→ DATA PROVIDED:
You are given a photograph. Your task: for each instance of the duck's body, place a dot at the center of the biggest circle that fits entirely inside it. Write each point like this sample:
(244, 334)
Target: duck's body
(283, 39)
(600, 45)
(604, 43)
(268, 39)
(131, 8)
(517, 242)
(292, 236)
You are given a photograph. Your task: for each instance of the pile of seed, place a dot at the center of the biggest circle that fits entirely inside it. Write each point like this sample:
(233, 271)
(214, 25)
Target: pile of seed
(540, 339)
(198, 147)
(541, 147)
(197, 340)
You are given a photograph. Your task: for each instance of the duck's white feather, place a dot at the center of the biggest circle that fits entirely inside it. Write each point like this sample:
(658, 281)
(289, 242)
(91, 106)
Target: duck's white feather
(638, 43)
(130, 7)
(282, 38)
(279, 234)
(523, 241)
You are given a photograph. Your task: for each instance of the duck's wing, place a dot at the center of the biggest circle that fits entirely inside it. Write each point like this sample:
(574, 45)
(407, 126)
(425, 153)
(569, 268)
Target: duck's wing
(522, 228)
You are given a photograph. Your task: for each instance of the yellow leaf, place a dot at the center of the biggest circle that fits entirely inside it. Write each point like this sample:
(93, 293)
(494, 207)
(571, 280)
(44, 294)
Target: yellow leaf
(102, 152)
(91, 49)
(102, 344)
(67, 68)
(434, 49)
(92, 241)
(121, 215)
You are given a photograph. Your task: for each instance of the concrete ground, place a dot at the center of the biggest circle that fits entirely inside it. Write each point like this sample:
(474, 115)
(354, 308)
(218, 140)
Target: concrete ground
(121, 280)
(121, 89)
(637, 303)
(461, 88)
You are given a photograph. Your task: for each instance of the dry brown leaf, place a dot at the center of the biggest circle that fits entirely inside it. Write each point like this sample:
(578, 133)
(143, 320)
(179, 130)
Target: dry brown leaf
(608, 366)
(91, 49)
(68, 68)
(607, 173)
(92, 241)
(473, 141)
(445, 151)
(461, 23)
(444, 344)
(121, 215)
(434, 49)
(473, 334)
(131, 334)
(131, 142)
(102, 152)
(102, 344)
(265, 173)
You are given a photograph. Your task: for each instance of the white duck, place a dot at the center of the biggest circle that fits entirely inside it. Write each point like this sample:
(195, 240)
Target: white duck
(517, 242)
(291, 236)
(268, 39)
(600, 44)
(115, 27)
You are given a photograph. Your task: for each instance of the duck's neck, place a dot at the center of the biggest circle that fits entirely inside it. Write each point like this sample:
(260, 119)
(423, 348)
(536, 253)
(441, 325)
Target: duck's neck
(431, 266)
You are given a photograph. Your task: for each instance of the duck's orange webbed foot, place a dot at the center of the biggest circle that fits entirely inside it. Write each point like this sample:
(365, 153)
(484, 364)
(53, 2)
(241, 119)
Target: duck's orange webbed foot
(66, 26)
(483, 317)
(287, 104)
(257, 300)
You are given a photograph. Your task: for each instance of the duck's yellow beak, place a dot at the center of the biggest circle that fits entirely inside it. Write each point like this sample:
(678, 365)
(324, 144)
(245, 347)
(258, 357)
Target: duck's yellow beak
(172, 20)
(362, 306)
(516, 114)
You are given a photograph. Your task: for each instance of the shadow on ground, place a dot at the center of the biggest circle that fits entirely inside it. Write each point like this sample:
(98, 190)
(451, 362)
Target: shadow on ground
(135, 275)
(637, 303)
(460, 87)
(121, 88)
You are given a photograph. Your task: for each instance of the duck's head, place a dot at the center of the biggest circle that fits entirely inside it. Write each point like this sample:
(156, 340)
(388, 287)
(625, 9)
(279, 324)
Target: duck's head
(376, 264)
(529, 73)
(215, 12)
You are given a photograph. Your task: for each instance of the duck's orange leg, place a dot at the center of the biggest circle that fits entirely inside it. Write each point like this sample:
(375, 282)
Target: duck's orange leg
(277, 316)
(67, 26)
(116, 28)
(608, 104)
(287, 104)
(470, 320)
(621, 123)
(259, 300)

→ YOUR GOAL: All of the records must be retyped exactly as they are.

→ RESPONSE:
You are given a photograph. Your task: for each instance of the duck's body, place a dot at the center of the biggest circle that fits entirely inside it. Write each point like this sample:
(244, 334)
Target: duck's body
(283, 39)
(600, 45)
(604, 43)
(268, 39)
(131, 8)
(517, 242)
(292, 236)
You are given a photograph. Your task: for each instance of the pile of seed, place a dot at the center of the biggest circle that fits entirely inside it. Write each point like this sample:
(233, 271)
(214, 25)
Target: pile of seed
(540, 339)
(198, 147)
(541, 147)
(197, 340)
You are given a photograph. Your task: for each instance of the duck's white feather, place a dot at the center of the biggest circle that fits entirely inside it. Write each point like this sample:
(658, 281)
(289, 242)
(91, 106)
Target: duck's white feather
(638, 43)
(130, 7)
(282, 38)
(279, 234)
(523, 241)
You are given a photograph. Your task: for each instance of the duck's wing, place a dot at the center of the biggest circle that fits entirely inside it. Write each point like this sample:
(574, 45)
(407, 126)
(425, 153)
(569, 268)
Target: duck's wing
(522, 228)
You are given a photograph. Your task: for each instance of the yellow leaf, place a dot at the center of the biggest circle that fits entirely inside it. Write each point like this sample:
(93, 293)
(494, 207)
(571, 280)
(44, 294)
Target: yellow leaf
(102, 152)
(91, 49)
(102, 344)
(67, 68)
(434, 49)
(92, 241)
(121, 215)
You are given a photograph. Your task: for each instance of the concrete ground, place a dot at the center of the biggest circle that fits entirely inside it. Write each point like this sample:
(474, 115)
(354, 308)
(218, 140)
Target: concrete ground
(121, 280)
(121, 89)
(637, 303)
(461, 88)
You are given a photograph. Your task: for each instance of the dry brown leaf, place a dot at the center of the biggest circle that fits entirely inside it. Write each point like this sample:
(578, 133)
(143, 320)
(179, 130)
Target: dry brown leaf
(608, 366)
(91, 49)
(68, 68)
(607, 173)
(92, 241)
(473, 141)
(445, 151)
(461, 23)
(444, 344)
(121, 215)
(434, 49)
(473, 334)
(131, 334)
(131, 142)
(102, 152)
(102, 344)
(265, 173)
You are given a photograph. Your task: for each instance of the white duck, place a dot at the center of the biggest circle that fits entirely inside it. Write each point like this sample:
(195, 240)
Target: white duck
(517, 242)
(291, 236)
(268, 39)
(600, 44)
(115, 27)
You are given a photograph. Your task: for each instance of the duck's neck, place a dot at the center of the biggest circle that fits entirely inside it. Write each point like this sample:
(260, 119)
(423, 348)
(536, 253)
(441, 325)
Target: duck's neck
(431, 266)
You are given a photograph. Your task: for each instance of the duck's orange webbed foot, place a dot at the center of the biggest circle that fits entirely inside it. Write each point like this sample:
(365, 153)
(484, 364)
(53, 2)
(241, 119)
Target: duck's orange webbed foot
(66, 26)
(483, 317)
(287, 104)
(257, 300)
You are given a photograph. Your task: for each instance of the duck's yellow beak, place a dot at the center of the biggest circle that fits entirely inside it. Write each point like this sample:
(678, 365)
(324, 144)
(245, 347)
(258, 357)
Target: duck's yellow beak
(172, 20)
(362, 306)
(516, 114)
You are given a photograph. Your task: for each instance of the shadow on ground, place a dot at the center of the biggest circle that fits entirely inside it. Write each point like this sample:
(98, 190)
(451, 362)
Target: shadow on ground
(135, 275)
(637, 303)
(460, 87)
(121, 88)
You are given a photograph. Your task: for each instance of the duck's head, place a dot at the center of the biggest circle that fits entirely inside it. Write each point like this sample:
(156, 340)
(388, 287)
(625, 9)
(279, 324)
Target: duck's head
(376, 264)
(529, 73)
(215, 12)
You are given a photograph. Your task: for each instance of the duck's orange leg, place a dot at the center of the biggest circle that fits entirely inside it. Write each point like this sample:
(375, 282)
Target: duck's orange leg
(277, 316)
(67, 26)
(116, 28)
(608, 104)
(287, 104)
(470, 320)
(621, 123)
(259, 300)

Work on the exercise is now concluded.